WORK TO DO — Retype all of the records below line for line without changing anything, and leave the pictures out.

--- begin PROVIDED INFORMATION ---

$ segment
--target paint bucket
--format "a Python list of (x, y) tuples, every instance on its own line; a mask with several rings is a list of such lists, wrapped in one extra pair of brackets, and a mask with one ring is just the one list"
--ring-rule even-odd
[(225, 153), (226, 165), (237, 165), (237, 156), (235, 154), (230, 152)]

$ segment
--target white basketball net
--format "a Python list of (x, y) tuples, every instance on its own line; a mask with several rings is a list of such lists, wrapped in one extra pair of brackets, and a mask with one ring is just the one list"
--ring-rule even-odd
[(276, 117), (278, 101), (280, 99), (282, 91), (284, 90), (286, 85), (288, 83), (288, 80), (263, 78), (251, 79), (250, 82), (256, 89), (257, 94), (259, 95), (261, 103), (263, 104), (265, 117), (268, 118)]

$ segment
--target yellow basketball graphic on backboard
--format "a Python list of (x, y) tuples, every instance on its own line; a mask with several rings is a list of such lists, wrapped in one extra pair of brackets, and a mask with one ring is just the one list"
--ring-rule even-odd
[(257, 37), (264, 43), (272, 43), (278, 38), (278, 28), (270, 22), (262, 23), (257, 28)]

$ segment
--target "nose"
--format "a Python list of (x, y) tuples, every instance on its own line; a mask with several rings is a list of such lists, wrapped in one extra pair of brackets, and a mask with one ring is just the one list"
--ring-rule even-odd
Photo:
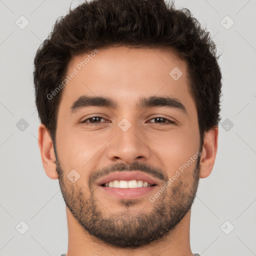
[(112, 161), (130, 164), (139, 160), (148, 160), (151, 151), (147, 145), (148, 139), (135, 125), (126, 131), (118, 127), (116, 134), (110, 142), (108, 156)]

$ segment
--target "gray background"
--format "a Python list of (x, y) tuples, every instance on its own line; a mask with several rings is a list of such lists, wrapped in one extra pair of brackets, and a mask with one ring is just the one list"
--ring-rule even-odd
[[(67, 250), (65, 204), (58, 180), (45, 174), (38, 146), (32, 62), (56, 18), (82, 2), (0, 0), (1, 256)], [(192, 249), (203, 256), (256, 255), (256, 1), (176, 5), (206, 26), (223, 53), (223, 127), (214, 170), (200, 180), (192, 206)], [(16, 24), (26, 24), (22, 16), (29, 22), (24, 29)], [(22, 220), (29, 226), (24, 234)]]

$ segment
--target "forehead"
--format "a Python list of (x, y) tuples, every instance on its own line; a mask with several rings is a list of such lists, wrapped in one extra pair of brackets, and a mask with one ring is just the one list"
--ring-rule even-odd
[(186, 64), (172, 48), (118, 46), (92, 50), (74, 56), (66, 74), (72, 78), (66, 80), (60, 105), (70, 108), (82, 95), (108, 96), (130, 106), (138, 98), (154, 96), (182, 98), (192, 103)]

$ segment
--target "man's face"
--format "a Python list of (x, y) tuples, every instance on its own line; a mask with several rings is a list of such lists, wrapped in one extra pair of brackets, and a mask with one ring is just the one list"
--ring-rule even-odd
[[(58, 116), (62, 192), (85, 230), (116, 246), (138, 247), (168, 234), (196, 196), (200, 136), (186, 66), (170, 50), (122, 46), (99, 50), (80, 70), (86, 56), (70, 63), (67, 75), (78, 72), (63, 89)], [(86, 97), (110, 100), (86, 106)], [(114, 174), (120, 176), (108, 178)], [(140, 186), (138, 180), (154, 186)]]

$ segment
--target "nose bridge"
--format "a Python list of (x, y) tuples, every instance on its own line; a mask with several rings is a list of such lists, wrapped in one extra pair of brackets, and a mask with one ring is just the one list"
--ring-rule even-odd
[(149, 158), (150, 150), (144, 142), (142, 132), (137, 124), (124, 118), (116, 128), (116, 136), (110, 142), (108, 156), (112, 160), (120, 159), (126, 163), (138, 158)]

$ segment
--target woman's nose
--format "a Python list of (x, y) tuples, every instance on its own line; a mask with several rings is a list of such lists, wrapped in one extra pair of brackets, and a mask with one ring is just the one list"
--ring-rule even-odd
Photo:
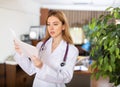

--- end PROVIDED INFORMATION ---

OUTPUT —
$ segment
--target paint bucket
--format "a Python list of (x, y) tuples, every instance on its own line; a mask with several rings is a list of such lists, wrapped in one extra pair of brackets, and a mask with one ring is just the one list"
--ring-rule even-odd
[(225, 153), (226, 165), (237, 165), (237, 156), (235, 154), (230, 152)]

$ segment
--target white basketball net
--format "a Python list of (x, y) tuples, every instance on its own line; a mask with several rings is a list of such lists, wrapped in one extra pair of brackets, and a mask with one ring is just the one list"
--ring-rule even-odd
[(276, 117), (278, 101), (280, 99), (282, 91), (284, 90), (286, 85), (288, 83), (288, 80), (263, 78), (251, 79), (250, 82), (256, 89), (257, 94), (259, 95), (261, 103), (263, 104), (265, 117), (268, 118)]

$ segment
--target yellow basketball graphic on backboard
--format "a Python list of (x, y) tuples, every instance on its own line; a mask with several rings is a list of such lists, wrapped in one extra pair of brackets, and a mask with one ring is just the one list"
--ring-rule even-odd
[(257, 37), (264, 43), (272, 43), (278, 38), (278, 28), (270, 22), (262, 23), (257, 28)]

$ segment
--target "nose"
--format "a Python list of (x, y) tuples, every instance on its own line; a mask with several rings is a list of such lists, wrapped in one extra pair of brackets, and a mask with one ring is just the one list"
--ring-rule even-odd
Photo:
[(112, 161), (130, 164), (139, 160), (148, 160), (151, 151), (147, 145), (148, 139), (135, 125), (126, 131), (118, 127), (116, 134), (110, 142), (108, 156)]

$ segment
--target "gray background"
--format "a Python list of (x, y) tuples, every instance on its own line; a mask with several rings is a list of such lists, wrapped in one extra pair of brackets, and a mask with one ring is just the one list"
--ring-rule even-odd
[[(67, 250), (65, 204), (58, 180), (45, 174), (38, 146), (32, 62), (56, 18), (82, 2), (0, 0), (1, 256)], [(192, 249), (203, 256), (256, 255), (256, 1), (176, 5), (206, 26), (223, 53), (223, 127), (214, 170), (200, 180), (192, 206)], [(16, 24), (26, 24), (22, 16), (29, 22), (24, 29)], [(22, 220), (29, 226), (24, 234)]]

$ segment
--target "forehead"
--format "a Python list of (x, y) tuples, every instance on its own line; a mask with several rings is a list of such lists, wrapped in one extra pair of brackets, and a mask with one ring is just the one list"
--ring-rule even-odd
[(186, 64), (172, 48), (118, 46), (92, 50), (74, 56), (66, 74), (72, 78), (66, 80), (60, 105), (70, 108), (82, 95), (108, 96), (130, 106), (138, 98), (154, 96), (182, 98), (192, 103)]

$ segment
--target "man's face"
--format "a Python list of (x, y) tuples, every instance on its own line; a mask with several rings is a list of such lists, wrapped in one extra pair of brackets, and a mask with one ring is just the one list"
--ring-rule even-odd
[[(58, 116), (62, 192), (85, 230), (116, 246), (138, 247), (168, 234), (196, 196), (200, 136), (186, 66), (170, 50), (122, 46), (99, 50), (80, 70), (86, 56), (70, 63), (67, 75), (78, 72), (63, 89)], [(86, 97), (110, 100), (86, 106)], [(114, 174), (120, 176), (108, 178)], [(140, 186), (138, 180), (154, 186)]]

$ segment
--target "nose bridge"
--format "a Python list of (x, y) tuples, every instance on its own line; a mask with several rings is a list of such lists, wrapped in one extra pair of brackets, and a mask with one ring is just the one list"
--ring-rule even-odd
[(149, 158), (150, 150), (144, 142), (142, 132), (137, 124), (124, 118), (116, 128), (116, 136), (110, 142), (108, 156), (112, 160), (120, 159), (126, 163), (138, 158)]

$ segment
--target woman's nose
--format "a Python list of (x, y) tuples, every instance on its own line; a mask with several rings is a list of such lists, wrapped in one extra pair of brackets, and a mask with one ring is just the one list"
--ring-rule even-odd
Photo:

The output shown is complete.